The ‘monetarists’, led by J. Day and J.H. Munro, have argued that rural influences were not the
determinant factor in the medieval economic life. Rather, specialized sectors exemplified in
long-distance trade, large-scale transactions, and monetary, credit and exchange systems, termed by
Pirenne as “the Great Commerce”, played a detrimental role. A major component of the medieval
European economy, according to the ‘monetarists’, was the urban market sector, which required a
continuous money supply. However, from the last quarter of the 13th century, there was a decline in
mint production and money supply was no longer able to sustain the chain of transactions holding
together the mercantile economy. This resulted into a general economic crisis.
Georges Duby is of the opinion that historians have unnecessarily romanticized the idea of a ‘general
crisis’ and have ignored the considerable progress made in the urban sector and in the cultural fields
to propagate their theory. Perry Anderson, however, argued that the major crisis in the agriculture
had gripped other sectors of the economy and society as well.

* BRIEF 1 *
Write the records as a two-column CSV with the headers label_request and points, one row per request. Start at the record containing "One point for each instance of the drainpipe, each", run through the last of the records, put each field in quotation marks, turn line breaks into spaces, and leave the pictures out.
The passage and the records that follow it were taken from unrelated sources.

* EXCERPTED DATA *

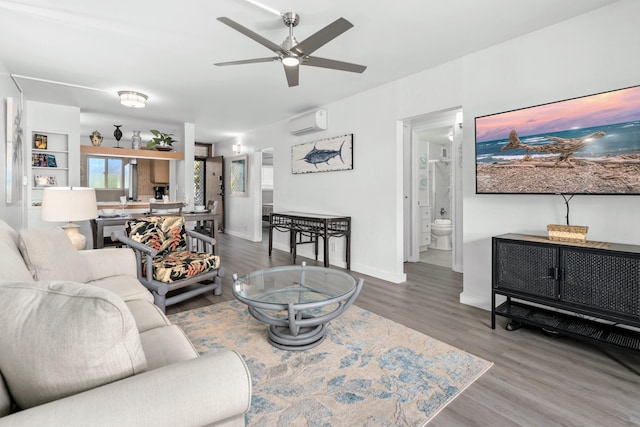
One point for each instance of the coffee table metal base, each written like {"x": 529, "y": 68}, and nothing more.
{"x": 282, "y": 338}
{"x": 298, "y": 313}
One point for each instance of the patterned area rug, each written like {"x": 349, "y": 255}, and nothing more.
{"x": 369, "y": 371}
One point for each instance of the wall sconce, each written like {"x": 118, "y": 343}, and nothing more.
{"x": 459, "y": 119}
{"x": 132, "y": 99}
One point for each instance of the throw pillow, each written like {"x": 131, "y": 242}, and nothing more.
{"x": 49, "y": 255}
{"x": 174, "y": 235}
{"x": 146, "y": 231}
{"x": 61, "y": 338}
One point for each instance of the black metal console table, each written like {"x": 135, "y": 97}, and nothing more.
{"x": 311, "y": 226}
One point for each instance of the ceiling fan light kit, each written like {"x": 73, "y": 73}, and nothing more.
{"x": 132, "y": 99}
{"x": 293, "y": 54}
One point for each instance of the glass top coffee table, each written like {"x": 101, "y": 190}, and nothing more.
{"x": 296, "y": 301}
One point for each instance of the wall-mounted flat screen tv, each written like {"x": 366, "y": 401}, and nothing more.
{"x": 585, "y": 145}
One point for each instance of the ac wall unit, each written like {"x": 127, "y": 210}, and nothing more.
{"x": 308, "y": 123}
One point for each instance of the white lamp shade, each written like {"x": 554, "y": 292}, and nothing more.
{"x": 68, "y": 204}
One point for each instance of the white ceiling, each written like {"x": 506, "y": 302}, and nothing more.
{"x": 166, "y": 49}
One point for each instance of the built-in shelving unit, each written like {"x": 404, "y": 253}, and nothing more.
{"x": 49, "y": 164}
{"x": 130, "y": 153}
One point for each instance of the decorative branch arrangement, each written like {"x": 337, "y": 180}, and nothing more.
{"x": 566, "y": 202}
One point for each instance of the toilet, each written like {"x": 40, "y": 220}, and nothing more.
{"x": 441, "y": 234}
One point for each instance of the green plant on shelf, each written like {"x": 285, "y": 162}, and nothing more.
{"x": 161, "y": 139}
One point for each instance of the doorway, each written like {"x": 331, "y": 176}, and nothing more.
{"x": 432, "y": 176}
{"x": 267, "y": 190}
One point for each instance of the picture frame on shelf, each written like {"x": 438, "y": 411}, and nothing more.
{"x": 51, "y": 161}
{"x": 39, "y": 141}
{"x": 45, "y": 181}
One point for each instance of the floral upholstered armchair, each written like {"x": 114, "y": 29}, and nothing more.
{"x": 170, "y": 257}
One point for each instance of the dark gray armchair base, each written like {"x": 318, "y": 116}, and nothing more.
{"x": 196, "y": 285}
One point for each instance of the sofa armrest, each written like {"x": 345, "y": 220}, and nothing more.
{"x": 195, "y": 392}
{"x": 200, "y": 242}
{"x": 110, "y": 262}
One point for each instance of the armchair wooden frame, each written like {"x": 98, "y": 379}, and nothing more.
{"x": 196, "y": 242}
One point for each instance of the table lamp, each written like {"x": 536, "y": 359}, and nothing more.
{"x": 69, "y": 204}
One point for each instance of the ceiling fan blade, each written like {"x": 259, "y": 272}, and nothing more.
{"x": 293, "y": 74}
{"x": 314, "y": 61}
{"x": 248, "y": 61}
{"x": 322, "y": 37}
{"x": 247, "y": 32}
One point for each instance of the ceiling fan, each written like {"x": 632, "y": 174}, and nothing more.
{"x": 293, "y": 54}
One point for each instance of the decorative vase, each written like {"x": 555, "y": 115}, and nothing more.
{"x": 96, "y": 138}
{"x": 117, "y": 134}
{"x": 136, "y": 140}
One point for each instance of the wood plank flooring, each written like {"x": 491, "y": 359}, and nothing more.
{"x": 537, "y": 380}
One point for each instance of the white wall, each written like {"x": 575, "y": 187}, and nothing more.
{"x": 585, "y": 55}
{"x": 588, "y": 54}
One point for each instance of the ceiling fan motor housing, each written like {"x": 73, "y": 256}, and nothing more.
{"x": 291, "y": 19}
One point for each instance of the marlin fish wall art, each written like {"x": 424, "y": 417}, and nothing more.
{"x": 332, "y": 154}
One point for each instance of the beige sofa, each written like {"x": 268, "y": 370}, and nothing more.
{"x": 82, "y": 343}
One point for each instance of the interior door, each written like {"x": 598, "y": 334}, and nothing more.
{"x": 214, "y": 184}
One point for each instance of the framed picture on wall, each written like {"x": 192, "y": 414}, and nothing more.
{"x": 238, "y": 175}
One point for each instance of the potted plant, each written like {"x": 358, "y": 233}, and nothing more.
{"x": 161, "y": 140}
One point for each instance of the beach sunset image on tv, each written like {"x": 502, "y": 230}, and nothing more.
{"x": 586, "y": 145}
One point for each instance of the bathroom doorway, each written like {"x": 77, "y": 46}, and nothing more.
{"x": 433, "y": 211}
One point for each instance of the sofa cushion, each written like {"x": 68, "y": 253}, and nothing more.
{"x": 60, "y": 338}
{"x": 166, "y": 345}
{"x": 147, "y": 315}
{"x": 126, "y": 287}
{"x": 49, "y": 255}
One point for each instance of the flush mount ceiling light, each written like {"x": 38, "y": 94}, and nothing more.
{"x": 132, "y": 99}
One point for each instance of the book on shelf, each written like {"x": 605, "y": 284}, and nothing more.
{"x": 40, "y": 141}
{"x": 43, "y": 160}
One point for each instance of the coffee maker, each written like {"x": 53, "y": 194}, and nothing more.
{"x": 159, "y": 192}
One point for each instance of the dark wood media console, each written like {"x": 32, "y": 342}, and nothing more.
{"x": 588, "y": 291}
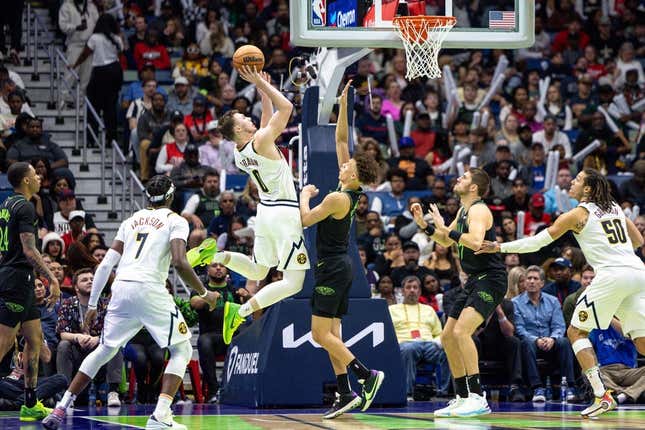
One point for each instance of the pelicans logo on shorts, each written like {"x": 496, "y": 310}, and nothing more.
{"x": 301, "y": 258}
{"x": 182, "y": 328}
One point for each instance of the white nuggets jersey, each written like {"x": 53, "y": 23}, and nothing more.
{"x": 604, "y": 240}
{"x": 272, "y": 177}
{"x": 146, "y": 237}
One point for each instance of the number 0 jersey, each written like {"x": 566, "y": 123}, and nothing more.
{"x": 604, "y": 240}
{"x": 146, "y": 237}
{"x": 272, "y": 177}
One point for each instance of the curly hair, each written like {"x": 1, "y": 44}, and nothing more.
{"x": 367, "y": 168}
{"x": 157, "y": 190}
{"x": 600, "y": 189}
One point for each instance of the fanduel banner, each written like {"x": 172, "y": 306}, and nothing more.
{"x": 279, "y": 348}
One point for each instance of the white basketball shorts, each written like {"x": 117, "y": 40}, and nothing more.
{"x": 613, "y": 292}
{"x": 279, "y": 239}
{"x": 135, "y": 305}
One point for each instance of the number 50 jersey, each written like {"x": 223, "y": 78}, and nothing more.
{"x": 604, "y": 240}
{"x": 146, "y": 237}
{"x": 272, "y": 177}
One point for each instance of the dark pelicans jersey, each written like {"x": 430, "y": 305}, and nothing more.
{"x": 17, "y": 215}
{"x": 332, "y": 237}
{"x": 476, "y": 264}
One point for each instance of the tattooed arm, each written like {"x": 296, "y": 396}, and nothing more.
{"x": 32, "y": 254}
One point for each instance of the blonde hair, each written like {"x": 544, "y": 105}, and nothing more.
{"x": 514, "y": 276}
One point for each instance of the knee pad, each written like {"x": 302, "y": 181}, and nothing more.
{"x": 180, "y": 355}
{"x": 97, "y": 359}
{"x": 294, "y": 280}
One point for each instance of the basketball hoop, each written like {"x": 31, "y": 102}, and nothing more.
{"x": 422, "y": 38}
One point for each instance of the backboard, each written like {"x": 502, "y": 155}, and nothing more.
{"x": 368, "y": 23}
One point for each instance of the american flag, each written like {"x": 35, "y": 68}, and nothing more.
{"x": 500, "y": 19}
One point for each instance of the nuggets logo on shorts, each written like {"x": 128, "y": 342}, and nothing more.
{"x": 301, "y": 258}
{"x": 182, "y": 328}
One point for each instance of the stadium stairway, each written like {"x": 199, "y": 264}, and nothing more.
{"x": 88, "y": 181}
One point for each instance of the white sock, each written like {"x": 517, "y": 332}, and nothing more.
{"x": 241, "y": 264}
{"x": 593, "y": 375}
{"x": 245, "y": 310}
{"x": 163, "y": 407}
{"x": 274, "y": 292}
{"x": 67, "y": 400}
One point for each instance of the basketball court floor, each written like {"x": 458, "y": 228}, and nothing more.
{"x": 418, "y": 415}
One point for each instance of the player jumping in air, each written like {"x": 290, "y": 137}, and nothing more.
{"x": 607, "y": 239}
{"x": 279, "y": 238}
{"x": 333, "y": 272}
{"x": 480, "y": 296}
{"x": 144, "y": 247}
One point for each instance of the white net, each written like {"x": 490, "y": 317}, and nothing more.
{"x": 422, "y": 38}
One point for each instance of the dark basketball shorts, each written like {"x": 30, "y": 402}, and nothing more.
{"x": 17, "y": 299}
{"x": 333, "y": 280}
{"x": 482, "y": 292}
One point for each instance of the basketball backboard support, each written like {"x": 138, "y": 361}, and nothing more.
{"x": 368, "y": 23}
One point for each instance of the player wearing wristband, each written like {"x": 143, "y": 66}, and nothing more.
{"x": 607, "y": 239}
{"x": 480, "y": 296}
{"x": 144, "y": 247}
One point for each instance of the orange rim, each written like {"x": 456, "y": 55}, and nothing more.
{"x": 422, "y": 23}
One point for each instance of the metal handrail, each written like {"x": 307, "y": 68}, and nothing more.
{"x": 58, "y": 57}
{"x": 98, "y": 140}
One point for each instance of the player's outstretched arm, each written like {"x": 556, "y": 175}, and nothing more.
{"x": 334, "y": 204}
{"x": 265, "y": 137}
{"x": 187, "y": 274}
{"x": 634, "y": 235}
{"x": 342, "y": 128}
{"x": 267, "y": 104}
{"x": 573, "y": 220}
{"x": 28, "y": 242}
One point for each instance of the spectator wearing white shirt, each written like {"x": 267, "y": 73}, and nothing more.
{"x": 550, "y": 136}
{"x": 217, "y": 152}
{"x": 172, "y": 154}
{"x": 136, "y": 109}
{"x": 104, "y": 46}
{"x": 77, "y": 18}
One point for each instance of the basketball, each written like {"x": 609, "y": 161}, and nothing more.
{"x": 248, "y": 55}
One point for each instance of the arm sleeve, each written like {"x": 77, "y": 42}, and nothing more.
{"x": 191, "y": 205}
{"x": 179, "y": 228}
{"x": 27, "y": 218}
{"x": 528, "y": 244}
{"x": 101, "y": 276}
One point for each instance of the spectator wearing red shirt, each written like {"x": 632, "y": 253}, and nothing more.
{"x": 536, "y": 216}
{"x": 151, "y": 52}
{"x": 424, "y": 137}
{"x": 573, "y": 32}
{"x": 196, "y": 121}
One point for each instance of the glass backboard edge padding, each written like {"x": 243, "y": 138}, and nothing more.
{"x": 303, "y": 35}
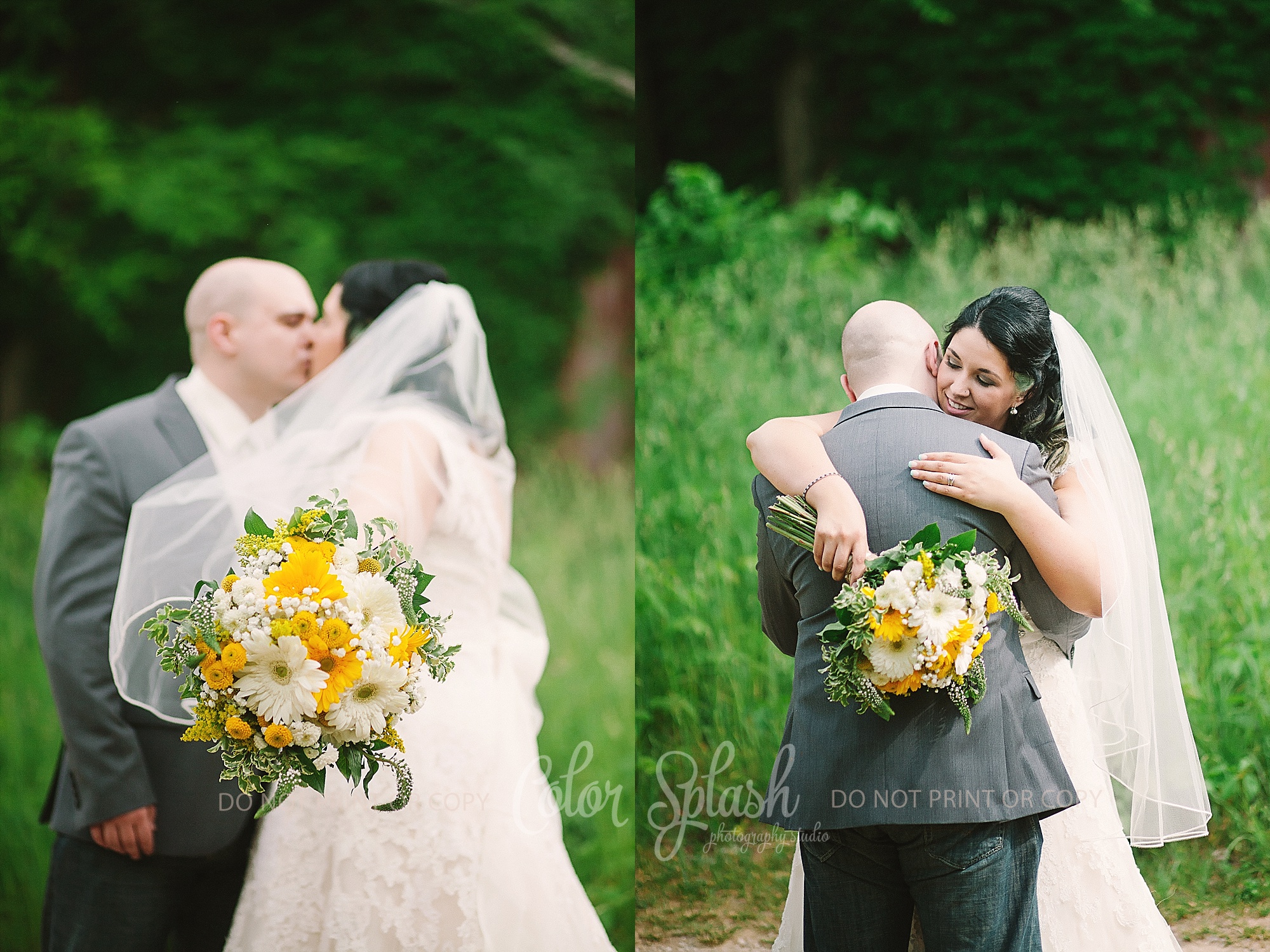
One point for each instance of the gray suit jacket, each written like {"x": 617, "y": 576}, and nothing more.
{"x": 839, "y": 769}
{"x": 117, "y": 757}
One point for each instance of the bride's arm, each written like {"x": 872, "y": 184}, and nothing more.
{"x": 789, "y": 453}
{"x": 1061, "y": 544}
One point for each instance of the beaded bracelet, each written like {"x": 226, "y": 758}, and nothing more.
{"x": 822, "y": 477}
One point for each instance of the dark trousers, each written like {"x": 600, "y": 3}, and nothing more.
{"x": 975, "y": 887}
{"x": 98, "y": 901}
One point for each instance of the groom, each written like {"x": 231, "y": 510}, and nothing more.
{"x": 152, "y": 845}
{"x": 912, "y": 810}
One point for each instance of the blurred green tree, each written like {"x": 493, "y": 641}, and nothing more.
{"x": 1062, "y": 107}
{"x": 143, "y": 140}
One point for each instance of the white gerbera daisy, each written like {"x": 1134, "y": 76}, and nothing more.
{"x": 949, "y": 578}
{"x": 248, "y": 593}
{"x": 976, "y": 573}
{"x": 937, "y": 614}
{"x": 363, "y": 709}
{"x": 305, "y": 734}
{"x": 281, "y": 681}
{"x": 962, "y": 664}
{"x": 346, "y": 559}
{"x": 895, "y": 592}
{"x": 893, "y": 661}
{"x": 377, "y": 602}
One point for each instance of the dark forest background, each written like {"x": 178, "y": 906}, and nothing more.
{"x": 143, "y": 140}
{"x": 1060, "y": 107}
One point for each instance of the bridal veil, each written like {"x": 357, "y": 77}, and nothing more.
{"x": 1126, "y": 666}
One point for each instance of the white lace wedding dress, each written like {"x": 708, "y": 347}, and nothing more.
{"x": 1090, "y": 894}
{"x": 476, "y": 863}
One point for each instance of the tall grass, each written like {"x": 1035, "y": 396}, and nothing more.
{"x": 573, "y": 541}
{"x": 1177, "y": 310}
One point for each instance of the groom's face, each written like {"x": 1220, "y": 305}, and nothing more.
{"x": 276, "y": 337}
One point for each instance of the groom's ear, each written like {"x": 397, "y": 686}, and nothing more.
{"x": 220, "y": 333}
{"x": 846, "y": 387}
{"x": 933, "y": 359}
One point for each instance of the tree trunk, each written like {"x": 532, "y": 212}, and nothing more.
{"x": 15, "y": 380}
{"x": 794, "y": 126}
{"x": 598, "y": 383}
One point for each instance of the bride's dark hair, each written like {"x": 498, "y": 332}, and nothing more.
{"x": 371, "y": 288}
{"x": 1015, "y": 321}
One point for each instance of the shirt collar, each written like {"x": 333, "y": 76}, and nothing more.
{"x": 886, "y": 389}
{"x": 220, "y": 420}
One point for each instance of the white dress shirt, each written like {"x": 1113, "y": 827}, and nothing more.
{"x": 222, "y": 422}
{"x": 885, "y": 389}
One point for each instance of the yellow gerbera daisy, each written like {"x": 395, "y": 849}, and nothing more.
{"x": 299, "y": 544}
{"x": 892, "y": 626}
{"x": 218, "y": 676}
{"x": 341, "y": 675}
{"x": 304, "y": 571}
{"x": 277, "y": 736}
{"x": 336, "y": 633}
{"x": 905, "y": 685}
{"x": 234, "y": 657}
{"x": 979, "y": 649}
{"x": 412, "y": 639}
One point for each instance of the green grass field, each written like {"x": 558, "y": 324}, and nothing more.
{"x": 575, "y": 543}
{"x": 1178, "y": 310}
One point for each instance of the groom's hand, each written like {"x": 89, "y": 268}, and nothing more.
{"x": 131, "y": 833}
{"x": 841, "y": 534}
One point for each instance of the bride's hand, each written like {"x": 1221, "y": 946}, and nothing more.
{"x": 987, "y": 484}
{"x": 841, "y": 535}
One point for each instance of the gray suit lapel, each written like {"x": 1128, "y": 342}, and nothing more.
{"x": 173, "y": 420}
{"x": 919, "y": 402}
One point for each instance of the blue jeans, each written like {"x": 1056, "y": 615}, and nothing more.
{"x": 975, "y": 887}
{"x": 98, "y": 901}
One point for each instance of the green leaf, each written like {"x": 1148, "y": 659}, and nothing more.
{"x": 371, "y": 769}
{"x": 928, "y": 538}
{"x": 256, "y": 526}
{"x": 962, "y": 544}
{"x": 317, "y": 780}
{"x": 834, "y": 628}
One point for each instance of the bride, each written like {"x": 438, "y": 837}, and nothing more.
{"x": 1116, "y": 709}
{"x": 407, "y": 425}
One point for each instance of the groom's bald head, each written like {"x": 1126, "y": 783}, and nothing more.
{"x": 888, "y": 342}
{"x": 251, "y": 331}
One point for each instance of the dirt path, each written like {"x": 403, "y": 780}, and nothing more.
{"x": 1205, "y": 932}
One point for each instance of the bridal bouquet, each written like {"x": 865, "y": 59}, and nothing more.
{"x": 304, "y": 654}
{"x": 916, "y": 619}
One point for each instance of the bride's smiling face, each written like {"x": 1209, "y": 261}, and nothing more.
{"x": 330, "y": 332}
{"x": 975, "y": 380}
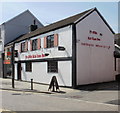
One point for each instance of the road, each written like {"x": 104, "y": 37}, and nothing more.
{"x": 28, "y": 101}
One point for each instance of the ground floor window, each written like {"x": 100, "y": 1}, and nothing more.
{"x": 28, "y": 66}
{"x": 52, "y": 67}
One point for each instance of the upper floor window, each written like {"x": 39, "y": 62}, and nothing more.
{"x": 24, "y": 46}
{"x": 50, "y": 41}
{"x": 0, "y": 33}
{"x": 52, "y": 67}
{"x": 34, "y": 44}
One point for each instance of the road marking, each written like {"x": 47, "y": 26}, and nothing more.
{"x": 4, "y": 110}
{"x": 63, "y": 98}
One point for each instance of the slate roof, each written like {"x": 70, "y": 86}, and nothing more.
{"x": 59, "y": 24}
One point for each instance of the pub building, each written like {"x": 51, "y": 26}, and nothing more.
{"x": 77, "y": 50}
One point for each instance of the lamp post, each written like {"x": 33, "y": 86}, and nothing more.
{"x": 13, "y": 76}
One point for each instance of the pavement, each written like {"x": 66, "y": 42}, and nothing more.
{"x": 105, "y": 94}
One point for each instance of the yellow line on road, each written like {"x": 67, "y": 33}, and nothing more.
{"x": 4, "y": 110}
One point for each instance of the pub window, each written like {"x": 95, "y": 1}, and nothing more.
{"x": 28, "y": 66}
{"x": 52, "y": 67}
{"x": 50, "y": 41}
{"x": 23, "y": 47}
{"x": 34, "y": 44}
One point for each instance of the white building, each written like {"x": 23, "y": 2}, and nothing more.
{"x": 14, "y": 28}
{"x": 77, "y": 50}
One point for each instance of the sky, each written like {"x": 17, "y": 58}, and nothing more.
{"x": 50, "y": 12}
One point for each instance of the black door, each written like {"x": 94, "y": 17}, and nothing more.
{"x": 19, "y": 71}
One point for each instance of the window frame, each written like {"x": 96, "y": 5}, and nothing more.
{"x": 34, "y": 44}
{"x": 28, "y": 66}
{"x": 23, "y": 46}
{"x": 52, "y": 66}
{"x": 50, "y": 41}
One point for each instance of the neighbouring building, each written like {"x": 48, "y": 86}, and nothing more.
{"x": 117, "y": 57}
{"x": 77, "y": 50}
{"x": 12, "y": 29}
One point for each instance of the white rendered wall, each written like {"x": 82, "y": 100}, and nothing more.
{"x": 64, "y": 40}
{"x": 39, "y": 69}
{"x": 94, "y": 64}
{"x": 39, "y": 73}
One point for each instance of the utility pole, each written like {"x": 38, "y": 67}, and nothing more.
{"x": 13, "y": 76}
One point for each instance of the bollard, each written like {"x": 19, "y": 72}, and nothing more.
{"x": 31, "y": 84}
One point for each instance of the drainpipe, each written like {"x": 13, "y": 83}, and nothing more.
{"x": 13, "y": 70}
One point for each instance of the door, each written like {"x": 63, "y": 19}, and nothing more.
{"x": 19, "y": 71}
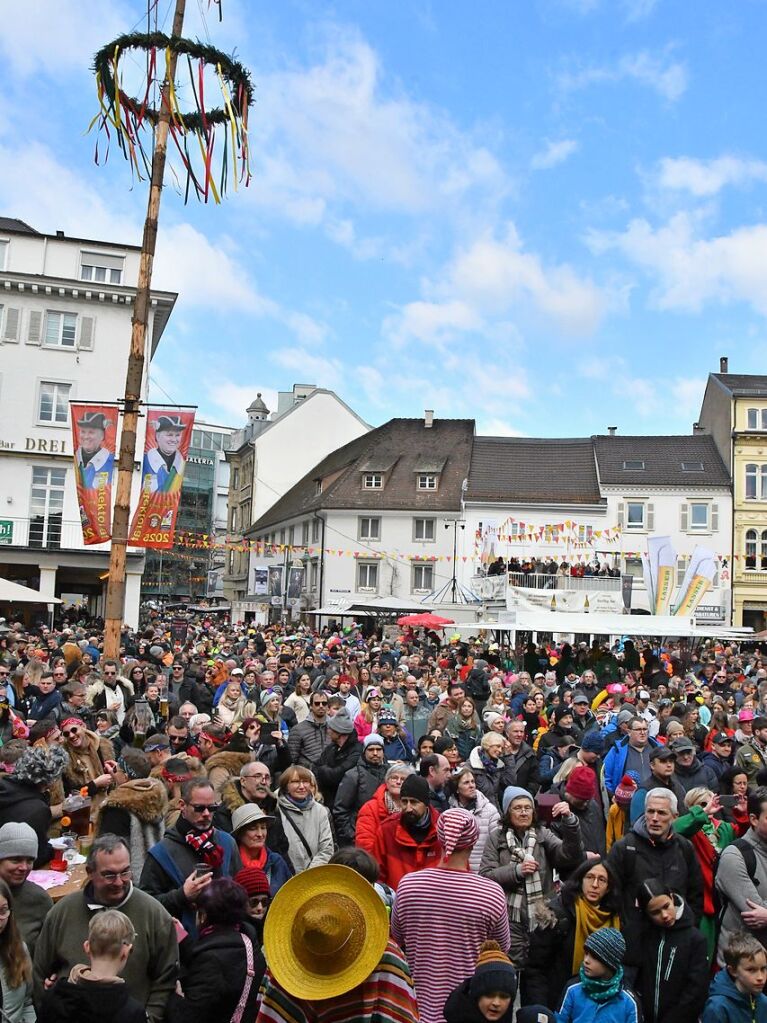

* BRIEF 2 *
Translate this sentence from the passage on the medieval economy into Spanish: "Perry Anderson, however, argued that the major crisis in the agriculture had gripped other sectors of the economy and society as well."

* WRITTEN ANSWER 1 *
label_request,points
"One point for each instance of the drainpipe, each written like {""x"": 13, ""y"": 83}, and nothing more.","{""x"": 13, ""y"": 70}"
"One point for each instance of the door, each written like {""x"": 63, ""y"": 19}, and nothing more.","{""x"": 19, ""y"": 71}"

* WRITTEN ANSWER 2 *
Perry Anderson, sin embargo, sostuvo que la gran crisis de la agricultura había afectado también a otros sectores de la economía y de la sociedad.